Return, unchanged, the stretch of data from the line containing "the gray plastic" through the line containing "pixel 894 444", both lines included.

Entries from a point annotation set
▼▼▼

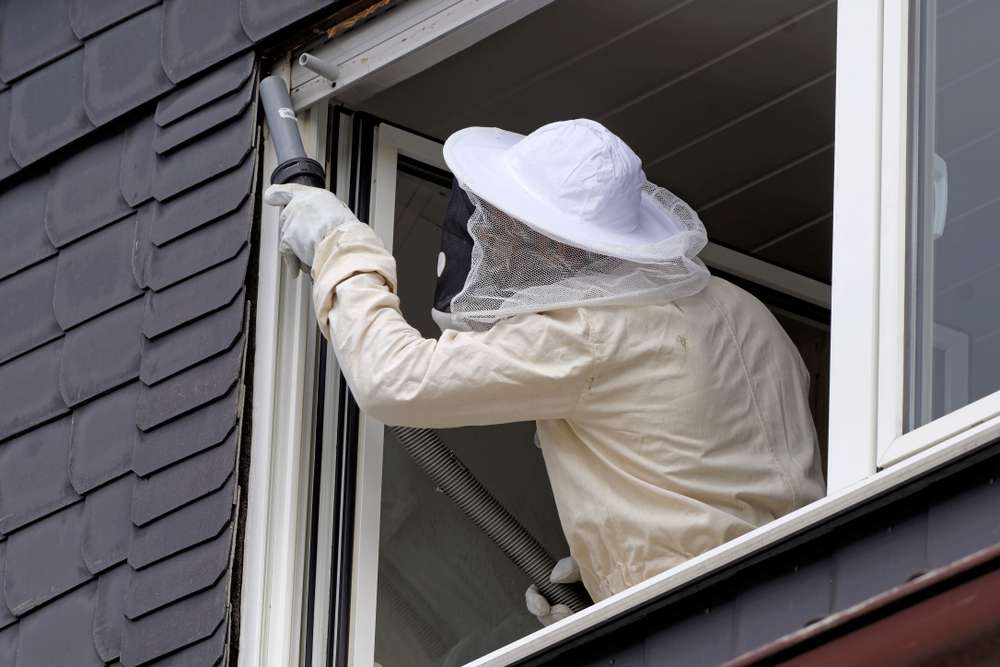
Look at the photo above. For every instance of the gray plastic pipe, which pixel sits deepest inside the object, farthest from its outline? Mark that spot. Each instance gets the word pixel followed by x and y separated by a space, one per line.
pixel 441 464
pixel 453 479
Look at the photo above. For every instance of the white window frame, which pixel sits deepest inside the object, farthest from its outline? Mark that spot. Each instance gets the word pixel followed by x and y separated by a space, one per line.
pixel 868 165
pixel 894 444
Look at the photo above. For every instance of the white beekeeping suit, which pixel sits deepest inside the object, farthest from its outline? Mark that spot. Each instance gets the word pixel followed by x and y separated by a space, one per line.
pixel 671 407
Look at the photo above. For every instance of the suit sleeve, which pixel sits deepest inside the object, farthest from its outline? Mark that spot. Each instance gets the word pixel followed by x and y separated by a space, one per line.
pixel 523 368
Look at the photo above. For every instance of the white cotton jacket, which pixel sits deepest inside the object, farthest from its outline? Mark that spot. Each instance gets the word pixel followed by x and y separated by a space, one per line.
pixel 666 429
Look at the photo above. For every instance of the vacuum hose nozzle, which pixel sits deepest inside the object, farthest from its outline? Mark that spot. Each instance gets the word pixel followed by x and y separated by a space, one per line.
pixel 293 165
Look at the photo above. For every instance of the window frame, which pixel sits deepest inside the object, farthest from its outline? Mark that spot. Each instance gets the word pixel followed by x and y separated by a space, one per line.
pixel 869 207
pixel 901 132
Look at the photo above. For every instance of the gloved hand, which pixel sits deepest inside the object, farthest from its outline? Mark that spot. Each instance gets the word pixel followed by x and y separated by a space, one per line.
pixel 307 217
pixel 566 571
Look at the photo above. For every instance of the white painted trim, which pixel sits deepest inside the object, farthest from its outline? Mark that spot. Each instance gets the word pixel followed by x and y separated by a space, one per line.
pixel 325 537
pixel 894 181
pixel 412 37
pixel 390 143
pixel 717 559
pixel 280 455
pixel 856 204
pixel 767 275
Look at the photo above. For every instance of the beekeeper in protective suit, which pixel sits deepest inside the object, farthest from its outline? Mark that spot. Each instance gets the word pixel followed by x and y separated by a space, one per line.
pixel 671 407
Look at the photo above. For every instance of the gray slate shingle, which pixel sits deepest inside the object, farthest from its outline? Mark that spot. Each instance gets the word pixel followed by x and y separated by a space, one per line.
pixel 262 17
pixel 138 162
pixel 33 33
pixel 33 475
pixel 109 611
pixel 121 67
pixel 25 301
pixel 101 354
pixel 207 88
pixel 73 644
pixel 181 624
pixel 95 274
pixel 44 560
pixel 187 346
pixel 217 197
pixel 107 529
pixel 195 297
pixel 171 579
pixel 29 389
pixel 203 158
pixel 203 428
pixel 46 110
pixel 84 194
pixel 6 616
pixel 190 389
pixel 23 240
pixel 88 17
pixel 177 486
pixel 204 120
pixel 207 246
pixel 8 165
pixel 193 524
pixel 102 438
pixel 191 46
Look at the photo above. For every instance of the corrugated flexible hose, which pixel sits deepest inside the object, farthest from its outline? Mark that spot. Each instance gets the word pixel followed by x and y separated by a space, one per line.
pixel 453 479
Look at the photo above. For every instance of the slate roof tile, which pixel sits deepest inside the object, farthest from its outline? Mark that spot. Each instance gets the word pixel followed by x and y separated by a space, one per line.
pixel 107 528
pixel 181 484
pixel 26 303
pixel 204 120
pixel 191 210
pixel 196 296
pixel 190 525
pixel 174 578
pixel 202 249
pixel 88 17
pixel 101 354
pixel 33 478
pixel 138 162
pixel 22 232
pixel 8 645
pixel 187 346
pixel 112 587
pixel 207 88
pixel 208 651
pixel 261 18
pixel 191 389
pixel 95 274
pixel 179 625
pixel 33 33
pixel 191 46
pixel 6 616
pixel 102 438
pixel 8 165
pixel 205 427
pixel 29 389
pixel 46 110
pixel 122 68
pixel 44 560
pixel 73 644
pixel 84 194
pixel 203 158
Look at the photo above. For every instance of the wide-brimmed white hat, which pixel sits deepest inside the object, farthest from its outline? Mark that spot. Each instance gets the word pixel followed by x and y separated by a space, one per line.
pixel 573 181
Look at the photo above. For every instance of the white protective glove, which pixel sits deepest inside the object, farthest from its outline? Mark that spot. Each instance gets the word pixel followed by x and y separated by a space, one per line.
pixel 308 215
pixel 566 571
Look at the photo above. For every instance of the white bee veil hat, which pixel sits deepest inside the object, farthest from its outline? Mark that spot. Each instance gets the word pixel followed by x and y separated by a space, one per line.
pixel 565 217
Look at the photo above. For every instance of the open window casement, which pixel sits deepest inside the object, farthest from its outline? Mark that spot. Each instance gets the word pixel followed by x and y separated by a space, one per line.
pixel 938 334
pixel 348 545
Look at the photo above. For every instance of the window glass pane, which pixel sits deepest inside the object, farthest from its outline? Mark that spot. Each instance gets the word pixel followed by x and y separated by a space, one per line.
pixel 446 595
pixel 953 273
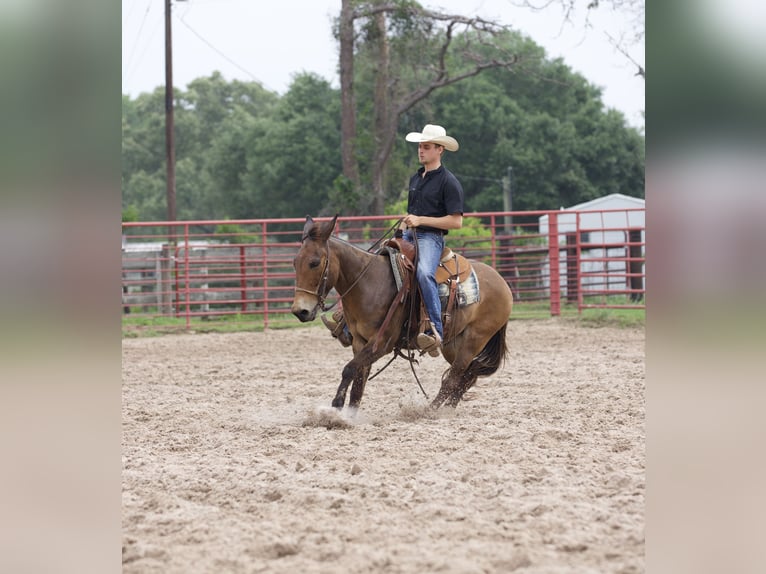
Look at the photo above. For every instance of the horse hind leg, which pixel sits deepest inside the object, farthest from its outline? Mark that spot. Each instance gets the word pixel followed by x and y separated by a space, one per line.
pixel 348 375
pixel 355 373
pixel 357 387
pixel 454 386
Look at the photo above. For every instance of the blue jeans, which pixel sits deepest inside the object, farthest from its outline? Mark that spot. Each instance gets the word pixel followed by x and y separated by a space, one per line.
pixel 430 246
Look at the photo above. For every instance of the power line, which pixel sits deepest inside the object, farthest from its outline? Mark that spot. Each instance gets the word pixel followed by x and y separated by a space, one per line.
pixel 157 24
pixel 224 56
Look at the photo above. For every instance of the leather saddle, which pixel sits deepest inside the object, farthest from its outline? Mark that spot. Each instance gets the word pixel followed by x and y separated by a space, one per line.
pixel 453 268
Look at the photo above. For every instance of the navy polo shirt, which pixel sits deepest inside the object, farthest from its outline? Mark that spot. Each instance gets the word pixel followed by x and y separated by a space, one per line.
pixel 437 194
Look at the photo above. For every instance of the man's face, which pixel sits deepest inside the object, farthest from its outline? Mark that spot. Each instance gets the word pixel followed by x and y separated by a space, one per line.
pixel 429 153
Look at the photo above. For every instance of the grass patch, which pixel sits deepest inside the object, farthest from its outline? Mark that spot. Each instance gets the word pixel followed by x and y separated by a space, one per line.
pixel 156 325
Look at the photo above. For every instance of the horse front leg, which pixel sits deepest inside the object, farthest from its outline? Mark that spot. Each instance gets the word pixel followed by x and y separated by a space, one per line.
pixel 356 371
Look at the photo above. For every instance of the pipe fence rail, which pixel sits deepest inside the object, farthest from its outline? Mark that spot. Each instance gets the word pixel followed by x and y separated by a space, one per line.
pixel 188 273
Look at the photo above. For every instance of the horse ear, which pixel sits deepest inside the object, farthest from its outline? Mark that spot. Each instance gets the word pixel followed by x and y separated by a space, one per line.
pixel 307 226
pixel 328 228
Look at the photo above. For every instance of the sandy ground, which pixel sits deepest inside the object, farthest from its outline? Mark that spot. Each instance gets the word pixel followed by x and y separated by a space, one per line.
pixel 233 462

▲▲▲
▼▼▼

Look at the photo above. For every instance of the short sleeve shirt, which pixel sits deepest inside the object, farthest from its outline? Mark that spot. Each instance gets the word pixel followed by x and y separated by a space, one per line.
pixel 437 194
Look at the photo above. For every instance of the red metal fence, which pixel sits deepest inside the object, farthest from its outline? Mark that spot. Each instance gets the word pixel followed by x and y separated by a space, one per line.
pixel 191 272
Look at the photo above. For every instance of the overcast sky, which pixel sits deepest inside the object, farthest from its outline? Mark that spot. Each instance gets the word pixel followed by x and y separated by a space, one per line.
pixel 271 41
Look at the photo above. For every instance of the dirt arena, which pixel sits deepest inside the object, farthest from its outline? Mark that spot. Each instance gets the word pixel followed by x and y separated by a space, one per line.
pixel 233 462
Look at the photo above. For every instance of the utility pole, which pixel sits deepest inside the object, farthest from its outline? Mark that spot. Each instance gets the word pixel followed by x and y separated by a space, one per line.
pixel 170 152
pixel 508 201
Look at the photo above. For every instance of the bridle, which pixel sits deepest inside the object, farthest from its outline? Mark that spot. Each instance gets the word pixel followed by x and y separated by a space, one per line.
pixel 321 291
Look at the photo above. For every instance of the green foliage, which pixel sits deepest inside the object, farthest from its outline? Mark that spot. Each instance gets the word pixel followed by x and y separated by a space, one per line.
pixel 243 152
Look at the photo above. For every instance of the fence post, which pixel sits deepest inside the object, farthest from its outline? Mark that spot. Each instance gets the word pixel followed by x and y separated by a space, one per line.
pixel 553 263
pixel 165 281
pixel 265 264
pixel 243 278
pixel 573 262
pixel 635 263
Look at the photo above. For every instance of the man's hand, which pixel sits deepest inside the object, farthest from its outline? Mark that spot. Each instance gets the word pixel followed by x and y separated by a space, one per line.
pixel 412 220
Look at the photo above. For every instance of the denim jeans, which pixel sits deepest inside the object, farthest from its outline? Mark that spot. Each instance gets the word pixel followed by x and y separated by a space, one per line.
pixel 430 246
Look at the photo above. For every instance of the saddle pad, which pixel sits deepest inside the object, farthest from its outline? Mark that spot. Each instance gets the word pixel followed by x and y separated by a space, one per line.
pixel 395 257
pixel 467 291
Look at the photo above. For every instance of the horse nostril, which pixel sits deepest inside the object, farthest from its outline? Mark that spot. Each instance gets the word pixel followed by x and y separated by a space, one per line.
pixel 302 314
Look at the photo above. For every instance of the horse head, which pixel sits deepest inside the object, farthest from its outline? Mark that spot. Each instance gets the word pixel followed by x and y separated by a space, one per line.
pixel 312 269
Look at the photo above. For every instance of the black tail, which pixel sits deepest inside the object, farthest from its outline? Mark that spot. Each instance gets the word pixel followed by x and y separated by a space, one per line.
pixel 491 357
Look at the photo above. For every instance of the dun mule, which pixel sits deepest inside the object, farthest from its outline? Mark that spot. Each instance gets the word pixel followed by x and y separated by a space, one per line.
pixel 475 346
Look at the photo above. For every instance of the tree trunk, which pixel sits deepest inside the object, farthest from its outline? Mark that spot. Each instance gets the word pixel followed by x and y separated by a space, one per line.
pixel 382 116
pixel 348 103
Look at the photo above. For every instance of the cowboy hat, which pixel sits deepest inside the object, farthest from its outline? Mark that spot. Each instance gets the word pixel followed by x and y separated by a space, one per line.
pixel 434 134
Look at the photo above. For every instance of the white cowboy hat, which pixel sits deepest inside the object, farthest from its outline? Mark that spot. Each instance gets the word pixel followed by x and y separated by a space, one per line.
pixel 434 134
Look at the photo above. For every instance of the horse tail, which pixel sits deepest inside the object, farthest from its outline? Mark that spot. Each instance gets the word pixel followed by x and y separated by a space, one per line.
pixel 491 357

▲▲▲

Answer to this task:
Look at the photo above. For every instance of the gray plastic pipe, which pixel sits deepest inside the object, farthest from its outline? Mark that spot. Each instance gets the word pixel followed by x and y separated by a space, one per line.
pixel 441 464
pixel 453 479
Look at the photo above. For every instance of the white window frame, which pixel sits deepest inside the object, farthest from its outline? Mark that spot. Each instance gets the word pixel followed by x and y separated by a space, one per line.
pixel 868 165
pixel 894 444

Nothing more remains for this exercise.